__Work instructions__
Reproduce all of the data below line for line, with no changes.

__Records for pointing to named objects__
|---|

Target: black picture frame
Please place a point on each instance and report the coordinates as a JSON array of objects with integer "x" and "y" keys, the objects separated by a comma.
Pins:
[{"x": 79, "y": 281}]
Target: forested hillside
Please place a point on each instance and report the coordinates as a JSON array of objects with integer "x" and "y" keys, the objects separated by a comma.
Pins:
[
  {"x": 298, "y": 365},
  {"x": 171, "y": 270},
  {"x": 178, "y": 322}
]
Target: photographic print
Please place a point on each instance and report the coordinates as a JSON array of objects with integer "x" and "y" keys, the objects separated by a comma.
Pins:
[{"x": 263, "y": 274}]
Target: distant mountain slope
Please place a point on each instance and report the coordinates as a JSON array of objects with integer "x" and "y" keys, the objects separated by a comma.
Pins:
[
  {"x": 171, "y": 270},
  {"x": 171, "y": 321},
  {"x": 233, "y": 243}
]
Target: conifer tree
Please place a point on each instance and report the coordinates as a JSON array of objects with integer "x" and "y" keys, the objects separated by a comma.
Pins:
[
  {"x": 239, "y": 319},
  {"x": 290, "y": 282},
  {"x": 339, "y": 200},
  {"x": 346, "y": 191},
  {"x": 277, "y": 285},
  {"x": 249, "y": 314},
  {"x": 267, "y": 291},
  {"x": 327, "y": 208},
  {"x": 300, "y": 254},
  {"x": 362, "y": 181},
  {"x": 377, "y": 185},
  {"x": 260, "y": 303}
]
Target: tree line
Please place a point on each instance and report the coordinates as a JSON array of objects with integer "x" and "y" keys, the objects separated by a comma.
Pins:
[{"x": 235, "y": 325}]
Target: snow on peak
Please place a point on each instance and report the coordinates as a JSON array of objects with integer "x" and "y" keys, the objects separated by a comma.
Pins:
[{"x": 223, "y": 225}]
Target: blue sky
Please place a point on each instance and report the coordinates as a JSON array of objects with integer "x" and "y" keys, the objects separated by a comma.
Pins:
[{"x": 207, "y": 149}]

|---|

__Task answer__
Target: black picture frame
Please place a point on each instance and report the coordinates as a JSON array of objects with integer "x" and "y" keys, the objects separated by a comma.
Pins:
[{"x": 79, "y": 281}]
Target: forested hillside
Please place a point on each instance and report the coordinates as a JSON array of objects with integer "x" and "y" keys, the objects separated by a comma.
Pins:
[
  {"x": 298, "y": 365},
  {"x": 171, "y": 270},
  {"x": 178, "y": 322}
]
Target: photographic print
Please place a point on each instance and report the coordinates as a JSON array of objects with integer "x" and "y" keys, the objects separated by a comma.
Pins:
[{"x": 263, "y": 274}]
Target: distant mountain slope
Please place a point on each instance and report the coordinates as a JSON array of objects with integer "x" and "y" keys, the objects separated by a comma.
Pins:
[
  {"x": 171, "y": 270},
  {"x": 171, "y": 321},
  {"x": 233, "y": 243}
]
Target: conifer tree
Please place a point on each instance and report the coordinates as a JSON array of objects with integer "x" and "y" keys, the objects separated by a comma.
Pins:
[
  {"x": 239, "y": 319},
  {"x": 290, "y": 282},
  {"x": 339, "y": 200},
  {"x": 346, "y": 191},
  {"x": 277, "y": 285},
  {"x": 249, "y": 314},
  {"x": 267, "y": 291},
  {"x": 327, "y": 208},
  {"x": 300, "y": 254},
  {"x": 362, "y": 181},
  {"x": 377, "y": 185},
  {"x": 260, "y": 303}
]
Target: tree line
Please place a point on each instance and report the coordinates as a JSON array of objects with integer "x" and "y" keys, the objects separated by a comma.
Pins:
[{"x": 235, "y": 325}]
Target: snow on peak
Please place a point on each instance and report the coordinates as a JSON array of objects with integer "x" and "y" keys, the objects separated by a comma.
Pins:
[{"x": 223, "y": 225}]
Target: blue sky
Please place a point on each instance and report the coordinates as a JSON array of objects with integer "x" and "y" keys, the objects separated by a comma.
Pins:
[{"x": 207, "y": 149}]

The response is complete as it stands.